§ Work to be completed
Scan the listing for "below" and copy out each line that has it.

§ Information provided

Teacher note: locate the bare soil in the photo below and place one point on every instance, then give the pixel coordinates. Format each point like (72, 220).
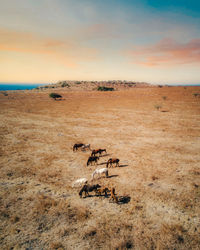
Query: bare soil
(155, 132)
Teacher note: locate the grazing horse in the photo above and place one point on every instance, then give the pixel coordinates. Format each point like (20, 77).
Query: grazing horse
(85, 146)
(102, 190)
(111, 161)
(88, 188)
(113, 195)
(92, 159)
(98, 151)
(77, 145)
(100, 171)
(80, 182)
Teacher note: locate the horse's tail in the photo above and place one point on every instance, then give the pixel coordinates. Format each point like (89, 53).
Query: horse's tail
(81, 191)
(107, 163)
(93, 174)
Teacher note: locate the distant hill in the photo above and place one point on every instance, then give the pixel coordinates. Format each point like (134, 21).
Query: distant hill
(94, 85)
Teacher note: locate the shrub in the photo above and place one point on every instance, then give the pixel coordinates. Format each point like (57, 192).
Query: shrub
(5, 94)
(103, 88)
(54, 96)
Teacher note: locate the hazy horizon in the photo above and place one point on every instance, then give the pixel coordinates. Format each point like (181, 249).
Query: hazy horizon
(155, 41)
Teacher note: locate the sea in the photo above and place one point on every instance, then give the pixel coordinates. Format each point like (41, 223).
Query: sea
(19, 86)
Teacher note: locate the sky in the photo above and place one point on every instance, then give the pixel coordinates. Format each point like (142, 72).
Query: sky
(45, 41)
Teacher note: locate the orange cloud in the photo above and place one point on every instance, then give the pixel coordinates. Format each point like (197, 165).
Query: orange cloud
(167, 52)
(68, 53)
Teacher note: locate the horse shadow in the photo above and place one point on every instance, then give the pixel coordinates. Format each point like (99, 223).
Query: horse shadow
(124, 199)
(121, 166)
(111, 176)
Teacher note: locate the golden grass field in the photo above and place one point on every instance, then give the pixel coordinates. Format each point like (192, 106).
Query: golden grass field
(155, 132)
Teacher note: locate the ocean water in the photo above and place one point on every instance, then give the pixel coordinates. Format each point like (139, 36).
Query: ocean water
(19, 86)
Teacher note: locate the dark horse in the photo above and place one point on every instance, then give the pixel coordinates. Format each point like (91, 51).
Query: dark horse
(111, 161)
(88, 188)
(97, 151)
(77, 145)
(92, 159)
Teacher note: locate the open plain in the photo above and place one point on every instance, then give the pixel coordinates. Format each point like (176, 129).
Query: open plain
(154, 131)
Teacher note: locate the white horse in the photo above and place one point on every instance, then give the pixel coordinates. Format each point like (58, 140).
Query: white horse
(100, 171)
(85, 146)
(80, 182)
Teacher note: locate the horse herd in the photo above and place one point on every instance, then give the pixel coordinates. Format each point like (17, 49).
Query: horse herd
(95, 155)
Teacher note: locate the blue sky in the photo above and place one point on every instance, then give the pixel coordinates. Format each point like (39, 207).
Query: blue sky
(51, 40)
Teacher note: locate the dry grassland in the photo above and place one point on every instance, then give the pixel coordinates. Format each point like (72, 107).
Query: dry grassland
(155, 132)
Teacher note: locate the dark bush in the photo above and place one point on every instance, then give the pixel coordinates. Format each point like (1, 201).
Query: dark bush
(103, 88)
(54, 96)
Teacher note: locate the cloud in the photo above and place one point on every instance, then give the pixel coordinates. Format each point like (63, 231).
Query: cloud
(67, 52)
(166, 52)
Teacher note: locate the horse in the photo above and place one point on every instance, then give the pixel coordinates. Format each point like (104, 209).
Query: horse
(88, 188)
(79, 182)
(77, 145)
(102, 190)
(113, 195)
(98, 151)
(111, 161)
(100, 171)
(85, 146)
(92, 159)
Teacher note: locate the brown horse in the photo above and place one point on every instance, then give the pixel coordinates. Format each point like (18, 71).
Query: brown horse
(97, 151)
(92, 159)
(113, 195)
(102, 190)
(111, 161)
(88, 188)
(77, 145)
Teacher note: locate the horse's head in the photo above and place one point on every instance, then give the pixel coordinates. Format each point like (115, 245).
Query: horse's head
(93, 174)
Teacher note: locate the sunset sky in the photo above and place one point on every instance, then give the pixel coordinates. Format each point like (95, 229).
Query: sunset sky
(49, 40)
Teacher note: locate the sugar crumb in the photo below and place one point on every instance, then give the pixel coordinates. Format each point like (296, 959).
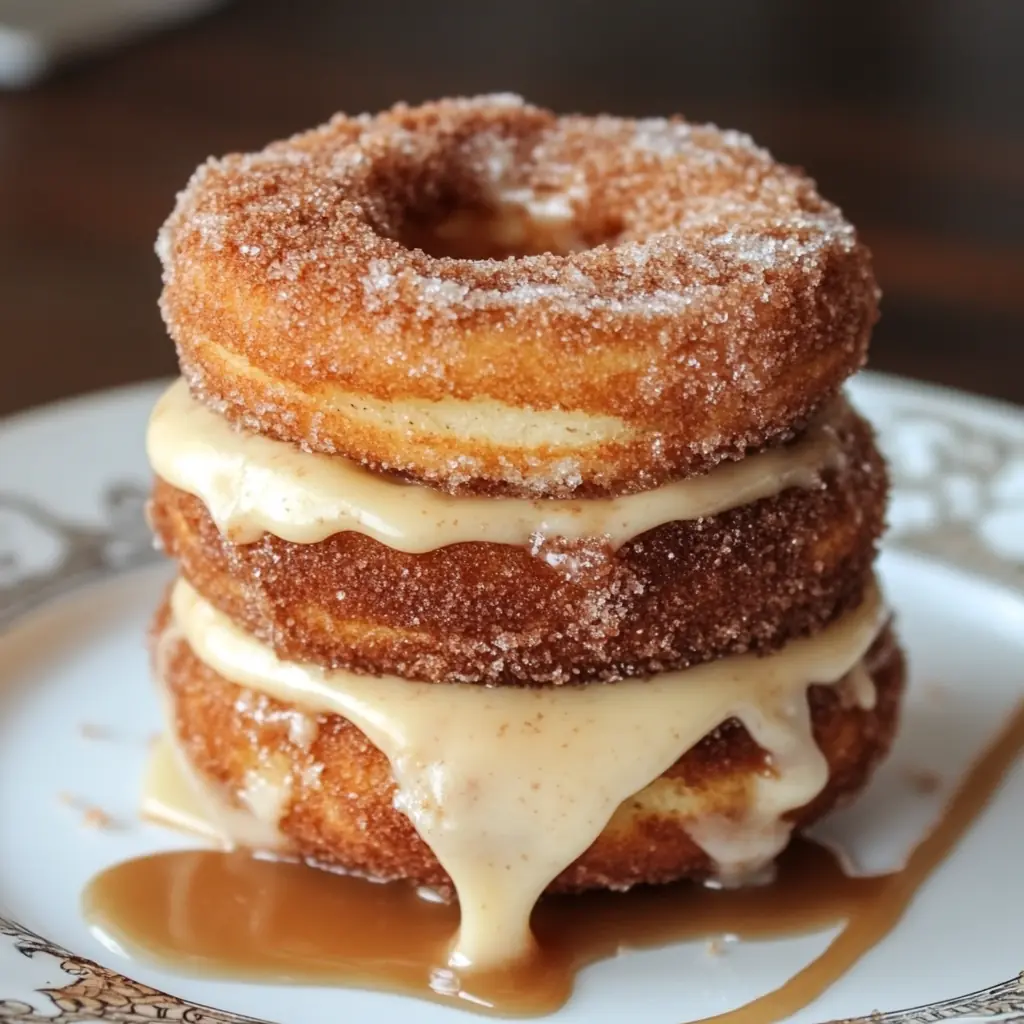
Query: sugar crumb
(92, 816)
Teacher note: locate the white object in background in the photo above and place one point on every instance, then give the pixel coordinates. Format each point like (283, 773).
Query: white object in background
(35, 35)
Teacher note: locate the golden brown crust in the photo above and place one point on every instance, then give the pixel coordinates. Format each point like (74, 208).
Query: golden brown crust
(717, 300)
(749, 579)
(342, 814)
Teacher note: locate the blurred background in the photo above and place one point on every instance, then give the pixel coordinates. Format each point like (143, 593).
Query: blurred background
(909, 114)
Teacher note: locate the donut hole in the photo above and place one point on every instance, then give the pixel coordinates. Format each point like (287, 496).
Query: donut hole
(494, 223)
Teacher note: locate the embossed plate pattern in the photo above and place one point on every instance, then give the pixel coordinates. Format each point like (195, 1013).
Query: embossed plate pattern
(73, 480)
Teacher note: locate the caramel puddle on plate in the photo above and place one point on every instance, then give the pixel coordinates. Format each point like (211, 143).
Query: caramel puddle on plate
(231, 914)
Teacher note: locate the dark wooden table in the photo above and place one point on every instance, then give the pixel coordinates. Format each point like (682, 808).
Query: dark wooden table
(910, 116)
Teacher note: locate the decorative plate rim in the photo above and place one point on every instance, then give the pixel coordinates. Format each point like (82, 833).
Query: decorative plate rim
(976, 440)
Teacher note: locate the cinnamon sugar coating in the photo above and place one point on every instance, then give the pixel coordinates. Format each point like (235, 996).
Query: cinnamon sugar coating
(683, 593)
(341, 809)
(482, 295)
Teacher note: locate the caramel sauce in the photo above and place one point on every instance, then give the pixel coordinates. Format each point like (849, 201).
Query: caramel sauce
(228, 913)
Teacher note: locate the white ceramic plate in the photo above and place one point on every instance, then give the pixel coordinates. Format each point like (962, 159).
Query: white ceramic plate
(78, 581)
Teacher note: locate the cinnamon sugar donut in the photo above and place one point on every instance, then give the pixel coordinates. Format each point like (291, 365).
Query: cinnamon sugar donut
(686, 592)
(341, 811)
(484, 296)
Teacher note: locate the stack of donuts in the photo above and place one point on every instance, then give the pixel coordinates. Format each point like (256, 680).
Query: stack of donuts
(525, 537)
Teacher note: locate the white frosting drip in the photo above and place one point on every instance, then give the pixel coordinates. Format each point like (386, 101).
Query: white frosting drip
(509, 785)
(253, 484)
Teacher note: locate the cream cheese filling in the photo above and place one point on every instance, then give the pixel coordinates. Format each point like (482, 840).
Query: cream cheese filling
(509, 785)
(253, 485)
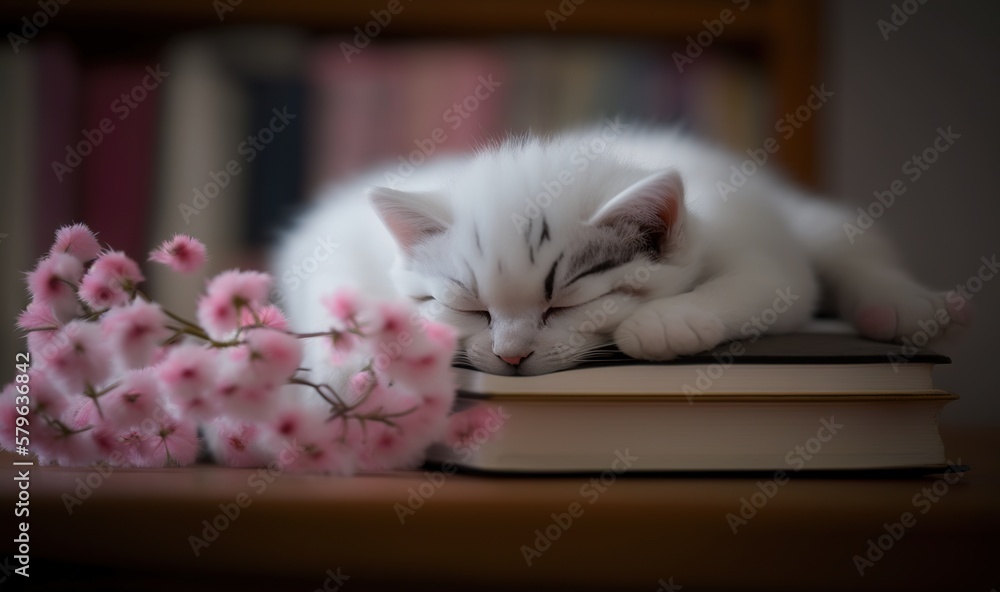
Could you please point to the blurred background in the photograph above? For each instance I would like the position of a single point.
(222, 118)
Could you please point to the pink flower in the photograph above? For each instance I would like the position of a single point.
(118, 266)
(274, 355)
(393, 321)
(305, 441)
(244, 287)
(8, 416)
(81, 359)
(77, 240)
(135, 399)
(110, 281)
(237, 443)
(268, 315)
(134, 332)
(242, 394)
(472, 426)
(187, 371)
(41, 324)
(226, 296)
(100, 291)
(343, 305)
(38, 316)
(45, 398)
(52, 280)
(173, 442)
(181, 253)
(53, 445)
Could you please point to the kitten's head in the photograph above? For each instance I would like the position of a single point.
(534, 259)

§ Expected answer
Teacher note: locate the bare soil in the photo below and place one point on every instance, then give the pixel coordinates. Format each point like (72, 220).
Teacher note: locate the sugar crumb in the photo below and place one point on every instance, then give the pixel coordinates. Format each point like (296, 959).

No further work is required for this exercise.